SEITENTEXT
○ ○ ○

Theremin Originalsound New York 1926 gespielt von Leon Theremin

Sein Name ist den wenigsten bekannt, obwohl sein säuselnder Klang fast allen vertraut ist: Das Theremin, Urgewächs der elektronischen Klangerzeugung. 1923 hatte sein Erfinder der Russe Lev Sergeivitch Termen oder später nur noch Leon Theremin genannt, sein Ätherophon im Berliner Hotel Esplanade der Öffentlichkeit vorgestellt, und die Welt war begeistert. Danach ging er mit seiner Erfindung nach New York und baute dort ein Tonstudio auf. Doch schon kurz nach dem Zweiten Weltkrieg war Leon Theremin urplötzlich verschwunden. Der KGB soll ihn nach Sibirien verschleppt haben, wegen Spionageverdachts. Erst Ende der 80 er Jahre tauchte er wieder auf, nachdem man schon glauben mußte er sei. 1993 im Alter von 97 Jahren verstorben, erlebte er die jüngste Renaissance seines Instrument allerdings nicht mehr. Bands wie Portishead debütierten auf ihrer LP "Dummy" mit dem Theremin im Gepäck und auch die britische Gruppe Pram und die deutschen Kreidler arbeiten mit dem auf Radiowellen basierenden Gerät.

Sound Theremin aus der Galerie Arndt&Partner; gespielt von Max Mohr - Berlin im August 1997.

Auch Hollywood nutzte das Theremin in seinen Soundtracks. Etwa 1933 bei dem Film King Kong oder später in den vielen Grusel- und Thrillerfilmen der 50 er Jahre: Hitchcocks "Spellbound" oder Billy Wilders "The lost weekend". Filme wie "Ed wood" oder "Mars Attacks" sind zwei aktuellere Beispiele. Die besondere Eigenart und zugleich das Mysterium des Theremin besteht darin, daß man es beim Spielen nicht berührt. Die Hände werden im elektrischen Feld der beiden Antennen bewegt. Die linke steuert die Lautstärke, während die rechte die Tonhöhe moduliert. Nähert man sich dem elektrischen Feld, fängt die Maschine zu Summen und zu Klagen an. Robert Moog, der seit den 60er Jahren einen kompletten Bausatz des Theremin vertreibt und sich auch beim Bau seines eigenen Synthesizers davon inspirieren ließ, nannte das "to pull the music from the air":

Sound Theremin aus der Galerie Arndt&Partner; gespielt von Max Mohr - Berlin im August 1997.

○ ○ ○

BEREITGESTELLTES MATERIAL
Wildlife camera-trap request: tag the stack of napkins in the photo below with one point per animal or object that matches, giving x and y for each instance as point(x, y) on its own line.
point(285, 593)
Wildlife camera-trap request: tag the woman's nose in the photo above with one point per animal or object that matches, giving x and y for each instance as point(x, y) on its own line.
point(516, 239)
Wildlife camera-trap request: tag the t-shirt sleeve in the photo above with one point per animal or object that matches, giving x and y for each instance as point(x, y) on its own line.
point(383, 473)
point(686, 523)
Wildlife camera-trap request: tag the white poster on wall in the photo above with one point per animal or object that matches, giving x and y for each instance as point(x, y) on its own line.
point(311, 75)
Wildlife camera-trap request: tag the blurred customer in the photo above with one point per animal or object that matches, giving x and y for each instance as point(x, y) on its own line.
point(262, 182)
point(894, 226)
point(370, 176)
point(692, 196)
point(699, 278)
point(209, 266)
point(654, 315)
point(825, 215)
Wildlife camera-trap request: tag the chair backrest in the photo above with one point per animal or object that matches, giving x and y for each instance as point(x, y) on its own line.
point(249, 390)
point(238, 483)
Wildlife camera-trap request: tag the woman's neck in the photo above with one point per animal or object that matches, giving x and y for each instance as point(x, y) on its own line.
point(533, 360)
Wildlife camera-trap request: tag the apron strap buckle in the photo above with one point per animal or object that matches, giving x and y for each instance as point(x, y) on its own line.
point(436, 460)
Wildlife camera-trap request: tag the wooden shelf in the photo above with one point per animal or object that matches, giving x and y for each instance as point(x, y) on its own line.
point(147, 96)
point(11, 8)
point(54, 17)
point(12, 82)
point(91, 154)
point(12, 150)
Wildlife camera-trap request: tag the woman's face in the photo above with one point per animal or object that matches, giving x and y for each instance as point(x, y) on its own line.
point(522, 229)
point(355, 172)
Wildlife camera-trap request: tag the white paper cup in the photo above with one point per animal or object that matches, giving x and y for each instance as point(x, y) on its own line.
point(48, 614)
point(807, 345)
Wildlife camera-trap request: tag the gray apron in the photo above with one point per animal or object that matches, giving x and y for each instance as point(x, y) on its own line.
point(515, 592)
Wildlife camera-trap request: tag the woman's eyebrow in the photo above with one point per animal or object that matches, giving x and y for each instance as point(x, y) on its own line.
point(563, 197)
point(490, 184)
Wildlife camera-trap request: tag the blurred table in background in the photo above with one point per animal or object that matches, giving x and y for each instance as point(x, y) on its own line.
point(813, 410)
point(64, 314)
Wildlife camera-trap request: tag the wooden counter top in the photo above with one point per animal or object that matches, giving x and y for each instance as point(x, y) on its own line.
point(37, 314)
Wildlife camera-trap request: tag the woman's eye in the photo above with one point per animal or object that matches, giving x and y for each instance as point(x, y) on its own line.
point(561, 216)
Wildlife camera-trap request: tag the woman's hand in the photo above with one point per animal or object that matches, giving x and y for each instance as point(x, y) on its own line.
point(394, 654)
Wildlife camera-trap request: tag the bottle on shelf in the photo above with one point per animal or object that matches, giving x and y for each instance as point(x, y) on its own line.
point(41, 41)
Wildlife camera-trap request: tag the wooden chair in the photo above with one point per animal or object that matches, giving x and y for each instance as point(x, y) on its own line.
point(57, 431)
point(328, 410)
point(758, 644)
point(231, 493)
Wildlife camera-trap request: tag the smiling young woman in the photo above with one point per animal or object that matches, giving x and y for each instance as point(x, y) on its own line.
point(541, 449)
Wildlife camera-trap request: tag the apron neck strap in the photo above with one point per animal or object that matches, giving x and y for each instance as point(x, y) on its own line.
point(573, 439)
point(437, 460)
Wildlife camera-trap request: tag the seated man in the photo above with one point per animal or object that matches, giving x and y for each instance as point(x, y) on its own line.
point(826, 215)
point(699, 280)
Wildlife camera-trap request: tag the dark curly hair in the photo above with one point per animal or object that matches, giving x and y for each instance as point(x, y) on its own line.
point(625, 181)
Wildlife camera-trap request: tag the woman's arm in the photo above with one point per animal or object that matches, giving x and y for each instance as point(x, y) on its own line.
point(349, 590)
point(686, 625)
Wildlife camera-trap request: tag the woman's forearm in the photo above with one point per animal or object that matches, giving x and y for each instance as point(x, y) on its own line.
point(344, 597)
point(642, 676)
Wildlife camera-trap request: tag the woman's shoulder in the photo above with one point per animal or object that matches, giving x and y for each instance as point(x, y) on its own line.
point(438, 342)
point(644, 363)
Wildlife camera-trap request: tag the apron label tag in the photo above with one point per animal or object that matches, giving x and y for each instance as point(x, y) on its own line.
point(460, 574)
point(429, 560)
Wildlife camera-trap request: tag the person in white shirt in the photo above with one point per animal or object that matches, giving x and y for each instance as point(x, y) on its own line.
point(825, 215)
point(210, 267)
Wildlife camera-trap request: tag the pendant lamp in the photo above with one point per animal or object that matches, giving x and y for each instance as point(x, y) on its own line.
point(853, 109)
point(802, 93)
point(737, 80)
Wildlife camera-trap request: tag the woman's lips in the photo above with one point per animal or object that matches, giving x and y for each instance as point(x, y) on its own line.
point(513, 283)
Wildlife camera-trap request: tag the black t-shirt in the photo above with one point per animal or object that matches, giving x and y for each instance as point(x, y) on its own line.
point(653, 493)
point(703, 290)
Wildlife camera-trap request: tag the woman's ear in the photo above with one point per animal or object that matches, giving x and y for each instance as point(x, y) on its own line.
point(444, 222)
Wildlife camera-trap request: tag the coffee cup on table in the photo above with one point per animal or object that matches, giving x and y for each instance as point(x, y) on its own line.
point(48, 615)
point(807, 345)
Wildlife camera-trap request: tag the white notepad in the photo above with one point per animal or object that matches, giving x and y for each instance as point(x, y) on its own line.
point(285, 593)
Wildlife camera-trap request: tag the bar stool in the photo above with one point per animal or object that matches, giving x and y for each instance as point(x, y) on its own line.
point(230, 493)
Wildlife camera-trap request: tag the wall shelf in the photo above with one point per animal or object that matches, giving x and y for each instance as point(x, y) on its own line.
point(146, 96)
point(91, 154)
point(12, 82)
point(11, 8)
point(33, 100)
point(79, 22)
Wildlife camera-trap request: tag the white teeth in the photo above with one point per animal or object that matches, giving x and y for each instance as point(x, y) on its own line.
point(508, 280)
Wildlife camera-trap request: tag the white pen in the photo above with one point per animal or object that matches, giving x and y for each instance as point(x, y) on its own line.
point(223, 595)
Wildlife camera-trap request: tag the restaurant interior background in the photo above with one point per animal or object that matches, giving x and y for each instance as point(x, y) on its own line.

○ ○ ○

Welche Filme nennt der Seitentext, in deren Soundtracks das Theremin eingesetzt wurde? Für die Bearbeitung braucht man das Material nicht.

LÖSUNG
King Kong, Spellbound, The lost weekend, Ed wood und Mars Attacks